[SELECTED EXCERPT]
■ ■ ■ ■

Sysklogd
provides a modern mechanism to log system messages. This mechanism is
controlled by the file
/etc/syslog.conf.
Messages are divided into logfiles which can grow quite big.
Therefore the logfiles need to be rotated once per day, per week or
per month. On a Debian GNU/Linux system most of the files are rotated
once per week.
This program helps the rotation script to determine which logfiles
need to be rotated and when. It takes care of news logfiles that are
handled by the
news.daily
script from INN. In conjunction with the scripts in
/etc/cron.daily and /etc/cron.weekly
it takes care of files with sensitive information.
By default a list of files for daily rotation is generated. At the
moment this option only reflects entries that contain "*.*" as
facility.priority.
OPTIONS
-a, --all
List all logfiles and ignore all other rules.
-f config file
Specify an alternative configuration file instead of
/etc/syslog.conf,
which is the default.

■ ■ ■ ■

[INFORMATION GIVEN]
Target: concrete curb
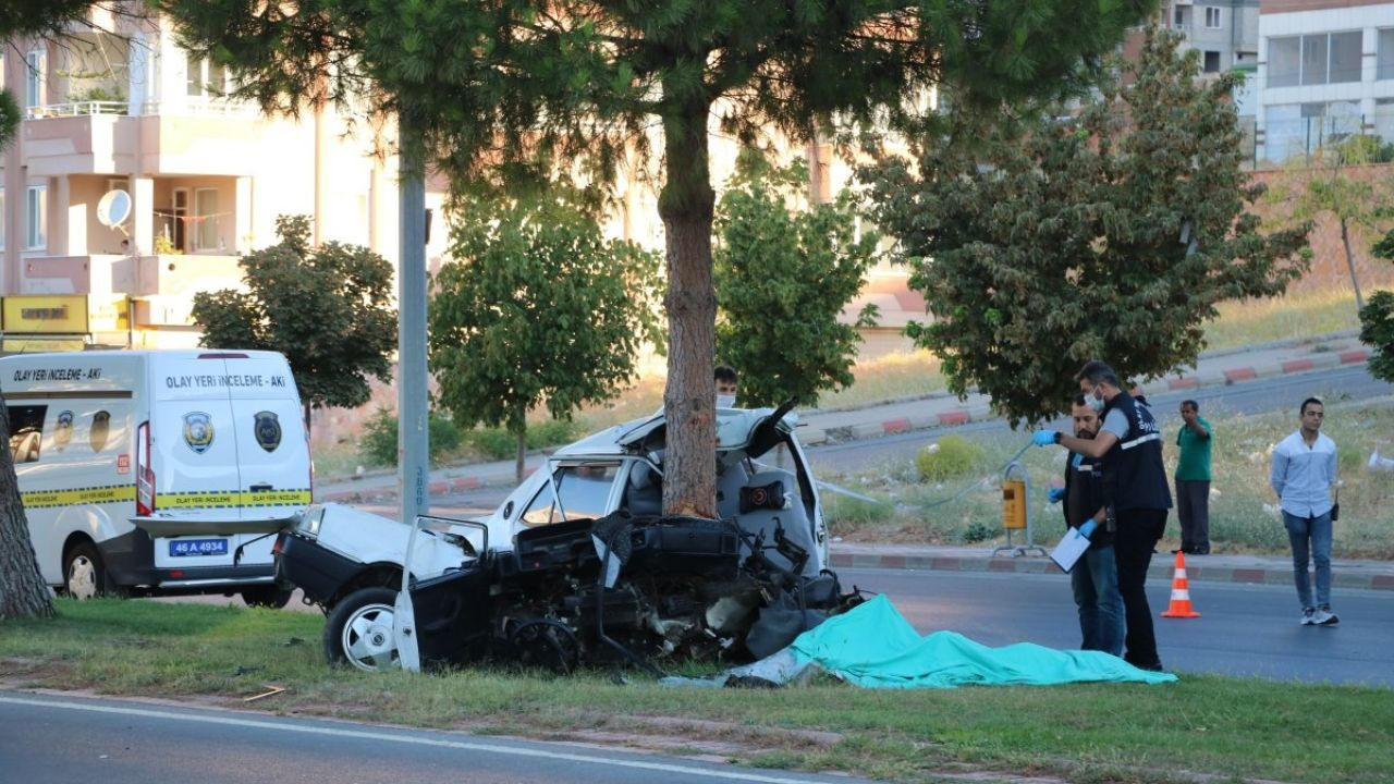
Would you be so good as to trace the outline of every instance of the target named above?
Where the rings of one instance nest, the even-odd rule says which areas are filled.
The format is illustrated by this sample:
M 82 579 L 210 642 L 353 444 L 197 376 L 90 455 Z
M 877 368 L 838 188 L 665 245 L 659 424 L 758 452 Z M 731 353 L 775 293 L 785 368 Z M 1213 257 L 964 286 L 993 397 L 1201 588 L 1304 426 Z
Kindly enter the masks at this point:
M 1061 575 L 1061 571 L 1048 558 L 994 558 L 991 555 L 962 557 L 962 555 L 934 555 L 934 554 L 871 554 L 871 552 L 832 552 L 832 568 L 845 569 L 924 569 L 935 572 L 999 572 L 1019 575 Z M 1153 559 L 1147 578 L 1151 580 L 1171 580 L 1172 564 L 1170 557 L 1158 555 Z M 1335 587 L 1370 589 L 1394 591 L 1394 573 L 1342 572 L 1340 565 L 1333 566 L 1333 582 Z M 1204 566 L 1192 561 L 1186 564 L 1186 579 L 1189 582 L 1213 583 L 1250 583 L 1250 585 L 1292 585 L 1291 566 Z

■ ■ ■ ■

[SHORT TASK]
Answer these questions from the logfile rotation text:
(a) Which file controls the Sysklogd logging mechanism by default?
(b) How often are most files rotated on a Debian GNU/Linux system?
(c) What does the -a, --all option do?
You can complete this work without the records.

[RESPONSE TO THIS EXERCISE]
(a) /etc/syslog.conf
(b) Once per week
(c) It lists all logfiles and ignores all other rules.